PROBLEM STATEMENT: Could you retype the entries below exactly, omitting every picture?

(GIVEN DATA begins)

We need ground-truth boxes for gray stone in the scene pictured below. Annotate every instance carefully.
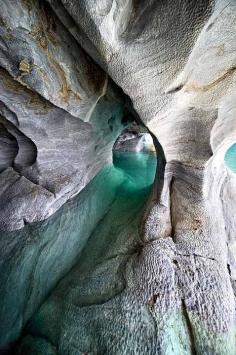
[0,0,132,229]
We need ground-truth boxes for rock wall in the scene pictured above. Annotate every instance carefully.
[113,126,155,153]
[0,0,132,230]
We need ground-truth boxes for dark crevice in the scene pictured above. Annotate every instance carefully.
[169,175,176,242]
[0,115,37,173]
[182,299,197,355]
[227,263,231,276]
[166,84,184,94]
[0,121,19,173]
[0,100,19,126]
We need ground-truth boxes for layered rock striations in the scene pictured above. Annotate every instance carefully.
[0,0,236,354]
[0,0,132,230]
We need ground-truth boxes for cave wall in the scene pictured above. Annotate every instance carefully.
[0,0,131,230]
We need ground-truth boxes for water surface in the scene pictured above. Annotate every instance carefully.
[0,151,157,349]
[225,143,236,173]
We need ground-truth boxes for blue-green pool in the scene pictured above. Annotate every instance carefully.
[0,151,157,349]
[225,144,236,173]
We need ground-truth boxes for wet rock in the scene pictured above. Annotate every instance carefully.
[113,127,155,153]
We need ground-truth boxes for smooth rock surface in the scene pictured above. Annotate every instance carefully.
[0,0,133,230]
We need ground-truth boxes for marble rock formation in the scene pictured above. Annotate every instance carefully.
[113,126,155,153]
[0,0,236,354]
[0,0,132,230]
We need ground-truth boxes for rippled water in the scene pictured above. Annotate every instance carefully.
[225,143,236,173]
[0,152,157,350]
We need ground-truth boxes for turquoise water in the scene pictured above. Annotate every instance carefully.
[225,144,236,173]
[0,151,157,350]
[113,151,157,188]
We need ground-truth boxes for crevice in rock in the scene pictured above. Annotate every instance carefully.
[0,115,37,174]
[0,101,19,126]
[169,175,176,242]
[181,299,197,355]
[166,84,184,94]
[227,263,231,276]
[0,121,18,173]
[184,66,236,93]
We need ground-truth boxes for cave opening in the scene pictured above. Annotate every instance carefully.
[112,124,157,190]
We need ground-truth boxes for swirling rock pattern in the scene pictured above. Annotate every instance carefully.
[0,0,132,230]
[1,0,236,354]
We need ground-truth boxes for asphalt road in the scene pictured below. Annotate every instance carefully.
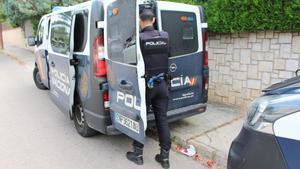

(GIVEN DATA ends)

PROBLEM SOLUTION:
We need ground-truth boxes for gray stone in the scene pictured below. Annotate every instance carefully.
[0,0,132,229]
We need ground-truth boxes for rock wall in the scene pictured above. Annotate every instance carefully.
[113,126,155,153]
[0,0,132,230]
We need ground-truth boxes for dark crevice in the scene pictured above. Annotate every instance carefully.
[169,175,176,242]
[0,115,37,173]
[182,299,197,355]
[227,263,231,276]
[166,84,184,94]
[0,121,19,173]
[0,100,19,126]
We need ground-truth boxes for layered rock striations in the scene pictured above. Annotate every instance carefully.
[0,0,236,354]
[0,0,132,230]
We need ground-truth boxes for cave wall in the scene pictured above. Annotate every instance carefully.
[0,0,131,230]
We need ground-truth boxes for water surface in the scene pictured above. Annotate every instance carefully.
[0,151,157,349]
[225,143,236,173]
We need ground-truth boxes for blue-green pool in the scene pictured above. Annotate every instance carefully.
[0,151,157,349]
[225,144,236,173]
We need ground-truth boxes for wet rock in the scene pictured above. Annotate every instance carefully.
[113,127,155,153]
We need ground-truth boxes for smooth rock surface in the scene pictured above. Annotate every instance carefully.
[0,0,133,230]
We need ground-truth boxes for marble rock formation in the scene pictured above. Annotate every instance carefully.
[113,126,155,153]
[0,0,236,354]
[0,0,132,230]
We need ground-truth boxes for rippled water in the scene pictured above. Annotate every instance carefully.
[225,143,236,173]
[0,152,157,350]
We need ground-truth boxes for turquoise water in the scene pictured above. Annotate every instance carefully.
[225,144,236,173]
[0,151,157,350]
[113,151,157,188]
We need ground-truth boxes for crevice in rock in the scene pictured above. Annotate every instance carefully.
[0,115,37,174]
[0,101,19,126]
[169,175,176,242]
[181,299,197,355]
[166,84,184,94]
[227,263,231,276]
[0,121,18,173]
[184,66,236,93]
We need ground-truth boxes for cave opening in the scene pictured above. Annotate every instance carefully.
[112,124,157,190]
We need ground-truth boxes for swirling rock pattern in the scene pictured above. Annotate every instance carefully.
[0,0,132,230]
[1,0,236,354]
We need ground-truth boxes for asphalt road in the scene pictured below. Annotate every instance carefully.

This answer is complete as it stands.